*** TEXT BLOCK ***

---
title: "Serenity: booking and operations for service businesses"
description: "Serenity is the CRM and booking platform built for Vent Busters, with territory-aware scheduling, quoting, online booking, voice intake, and service business operations."
canonical: https://servbin.io/case-studies/serenity
markdown: https://servbin.io/case-studies/serenity.md
---

# Serenity: booking and operations for service businesses

Serenity is the CRM and booking platform I built because off-the-shelf options were too expensive, too generic, and too dumb about routing. It runs Vent Busters, my dryer vent cleaning business in the Triad, day to day: online booking, quoting, scheduling, voice intake, and the infrastructure behind all of it. 15,000+ dryer vents handled, 600+ five-star reviews, 2,000+ online bookings in the last seven months.

Stack: Next.js / Postgres / Redis / Retell / Astro embed / Caddy / Infisical

## Why Serenity exists

Most service software is built around the office screen. That is not where the hard parts happen.

The hard parts are the customer who has been waiting days for a working dryer, the technician trying to stay on route, the schedule that changes because of weather, the property manager with multiple addresses, and the caller who needs an answer after hours.

A service business is a network before it is a website. Customers, phones, forms, trucks, routes, invoices, reminders, reviews, and follow-ups all have to pass information without someone retyping everything. Serenity grew out of fixing that, first for Vent Busters, now as a platform for other service businesses.

*** End of TEXT BLOCK ***

TASKS AND EXERCISES:
**a.** Please list every technology named in the stack line of the Serenity case study.
**b.** Write the next part of the Serenity case study, picking up after its final paragraph.

*** DATA SHOWN ***

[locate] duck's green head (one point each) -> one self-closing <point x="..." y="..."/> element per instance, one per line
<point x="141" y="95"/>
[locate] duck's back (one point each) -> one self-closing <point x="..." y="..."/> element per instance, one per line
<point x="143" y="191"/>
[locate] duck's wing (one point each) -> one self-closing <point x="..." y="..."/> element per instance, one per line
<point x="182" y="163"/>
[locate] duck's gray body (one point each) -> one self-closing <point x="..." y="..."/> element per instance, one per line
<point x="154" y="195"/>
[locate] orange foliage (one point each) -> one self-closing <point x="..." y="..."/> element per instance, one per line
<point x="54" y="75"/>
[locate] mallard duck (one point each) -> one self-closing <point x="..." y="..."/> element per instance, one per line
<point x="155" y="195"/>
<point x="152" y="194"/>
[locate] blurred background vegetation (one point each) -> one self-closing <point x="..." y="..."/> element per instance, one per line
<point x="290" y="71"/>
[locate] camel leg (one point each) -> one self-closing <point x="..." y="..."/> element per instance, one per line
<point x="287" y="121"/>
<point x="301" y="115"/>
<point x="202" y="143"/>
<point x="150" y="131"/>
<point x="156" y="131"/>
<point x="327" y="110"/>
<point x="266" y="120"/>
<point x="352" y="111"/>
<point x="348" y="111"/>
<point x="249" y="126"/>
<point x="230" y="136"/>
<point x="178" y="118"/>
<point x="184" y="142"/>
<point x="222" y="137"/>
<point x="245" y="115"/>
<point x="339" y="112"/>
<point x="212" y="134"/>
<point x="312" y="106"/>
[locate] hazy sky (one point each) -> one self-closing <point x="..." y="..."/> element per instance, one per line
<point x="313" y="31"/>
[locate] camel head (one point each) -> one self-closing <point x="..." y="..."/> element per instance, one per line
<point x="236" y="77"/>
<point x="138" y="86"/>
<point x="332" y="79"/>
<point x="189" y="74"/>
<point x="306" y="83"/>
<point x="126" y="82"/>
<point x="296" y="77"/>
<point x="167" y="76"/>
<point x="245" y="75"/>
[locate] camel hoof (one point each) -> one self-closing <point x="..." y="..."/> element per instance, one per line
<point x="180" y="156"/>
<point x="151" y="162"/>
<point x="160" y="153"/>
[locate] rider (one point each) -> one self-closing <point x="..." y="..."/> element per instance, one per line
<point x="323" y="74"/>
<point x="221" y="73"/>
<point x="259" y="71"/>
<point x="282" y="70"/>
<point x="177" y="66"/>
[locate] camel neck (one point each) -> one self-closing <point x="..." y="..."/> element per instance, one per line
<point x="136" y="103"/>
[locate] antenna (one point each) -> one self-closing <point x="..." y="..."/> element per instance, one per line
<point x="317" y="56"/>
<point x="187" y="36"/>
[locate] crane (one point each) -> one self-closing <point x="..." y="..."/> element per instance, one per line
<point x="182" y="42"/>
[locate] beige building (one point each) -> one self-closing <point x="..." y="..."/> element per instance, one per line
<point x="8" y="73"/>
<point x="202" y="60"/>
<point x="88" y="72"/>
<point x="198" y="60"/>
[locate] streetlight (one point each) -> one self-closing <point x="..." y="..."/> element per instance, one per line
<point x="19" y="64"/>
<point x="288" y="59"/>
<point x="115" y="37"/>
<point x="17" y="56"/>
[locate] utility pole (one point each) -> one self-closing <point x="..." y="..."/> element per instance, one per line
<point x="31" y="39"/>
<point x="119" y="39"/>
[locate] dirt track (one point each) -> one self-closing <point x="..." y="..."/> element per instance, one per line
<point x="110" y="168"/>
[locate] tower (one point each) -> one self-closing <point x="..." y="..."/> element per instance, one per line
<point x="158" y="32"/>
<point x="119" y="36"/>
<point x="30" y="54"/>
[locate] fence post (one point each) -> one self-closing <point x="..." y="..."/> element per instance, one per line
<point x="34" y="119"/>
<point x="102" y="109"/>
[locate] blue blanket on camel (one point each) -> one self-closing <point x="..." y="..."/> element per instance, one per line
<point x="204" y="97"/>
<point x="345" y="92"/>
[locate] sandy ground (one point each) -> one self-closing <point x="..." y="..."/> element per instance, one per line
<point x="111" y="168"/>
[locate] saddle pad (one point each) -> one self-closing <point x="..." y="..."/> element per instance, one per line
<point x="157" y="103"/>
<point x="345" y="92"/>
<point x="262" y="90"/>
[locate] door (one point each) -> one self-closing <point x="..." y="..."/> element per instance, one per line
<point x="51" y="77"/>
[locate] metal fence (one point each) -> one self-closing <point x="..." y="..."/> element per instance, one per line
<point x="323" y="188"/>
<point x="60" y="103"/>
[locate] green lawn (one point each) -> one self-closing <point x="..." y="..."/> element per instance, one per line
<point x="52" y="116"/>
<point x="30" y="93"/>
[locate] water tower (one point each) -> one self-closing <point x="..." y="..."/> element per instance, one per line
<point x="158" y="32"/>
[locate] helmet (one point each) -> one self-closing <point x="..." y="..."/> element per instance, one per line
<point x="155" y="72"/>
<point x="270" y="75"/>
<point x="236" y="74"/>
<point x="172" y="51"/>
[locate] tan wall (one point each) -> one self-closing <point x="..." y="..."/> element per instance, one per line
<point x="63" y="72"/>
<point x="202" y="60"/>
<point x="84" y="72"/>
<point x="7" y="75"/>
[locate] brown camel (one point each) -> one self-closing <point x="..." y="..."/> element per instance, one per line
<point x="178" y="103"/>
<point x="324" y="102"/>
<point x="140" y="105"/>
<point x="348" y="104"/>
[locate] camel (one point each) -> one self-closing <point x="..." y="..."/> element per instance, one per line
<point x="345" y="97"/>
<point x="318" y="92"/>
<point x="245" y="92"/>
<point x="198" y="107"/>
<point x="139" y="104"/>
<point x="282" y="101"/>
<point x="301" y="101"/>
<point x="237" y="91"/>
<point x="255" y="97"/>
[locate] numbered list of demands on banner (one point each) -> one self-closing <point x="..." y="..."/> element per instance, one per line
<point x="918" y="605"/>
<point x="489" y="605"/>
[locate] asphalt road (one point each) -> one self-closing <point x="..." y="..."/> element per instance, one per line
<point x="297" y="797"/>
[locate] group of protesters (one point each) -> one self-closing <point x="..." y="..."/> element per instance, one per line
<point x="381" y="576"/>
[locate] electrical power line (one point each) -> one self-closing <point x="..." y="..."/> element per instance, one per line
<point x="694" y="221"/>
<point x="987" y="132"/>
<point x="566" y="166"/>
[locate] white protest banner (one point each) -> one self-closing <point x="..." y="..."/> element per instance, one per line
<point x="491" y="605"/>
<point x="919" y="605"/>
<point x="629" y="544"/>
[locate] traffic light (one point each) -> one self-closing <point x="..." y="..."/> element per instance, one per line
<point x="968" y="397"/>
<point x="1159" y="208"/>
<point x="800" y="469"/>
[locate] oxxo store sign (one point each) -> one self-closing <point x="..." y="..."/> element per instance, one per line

*** End of DATA SHOWN ***

EXPECTED RESULTS:
**a.** Next.js, Postgres, Redis, Retell, Astro embed, Caddy, Infisical

**b.**
## Online booking that understands the route

Most platforms treat online booking like a calendar drop box. A customer picks a slot, the job lands on the schedule, and the office deals with the mess later. Calls outside the service area, routes stretched across counties, and technicians losing hours because the software accepted a job without understanding where the work actually fits.

Serenity works differently. The system looks at technician territories, zip codes, existing route density, and piped availability before showing the customer where to book. It does not just ask what time is open. It asks where we are already going, who covers that area, and which days make the most sense.

If Vent Busters is already two minutes down the road next Tuesday, the booking flow can guide the customer toward that day, qualify the job, quote it, and offer a discount for choosing the preferred route day. The customer still feels like they are picking an appointment. Behind the scenes, the schedule is protecting the route.

## Quoting during booking

Online booking also handles qualification and quoting. The flow can identify the service need, ask the right follow-up questions, and price the job during booking with the same rules staff would use.

Flat rate, time and material, trip charge, per-unit pricing, service packages, commercial accounts, property management work. The pricing structure does not matter much because the booking flow is custom to the business. I am not trying to bend the business around a generic form builder. I can design the interaction around how the service is actually sold.

On Vent Busters, that means the customer can move from interest to quote to booked appointment without waiting on a callback, and the schedule still gets a job that belongs on that route.

## The booking flow stays on the website

Clicking "schedule online" should not send a customer away from the business website to a rented form on someone else's domain.

Serenity gives tenants a full-page booking widget that embeds directly into their site. Vent Busters uses it on an Astro-built /book page. The widget shares Serenity booking logic and the same APIs that power the internal schedule. The website stays light, while Serenity remains the source of truth for service configuration, address autocomplete, pricing, availability, territory rules, and final job creation.

No broken handoff. No domain jump. No rented booking page.

## Proof on Vent Busters

Over the last seven months, Vent Busters has taken 2,000+ online bookings through Serenity.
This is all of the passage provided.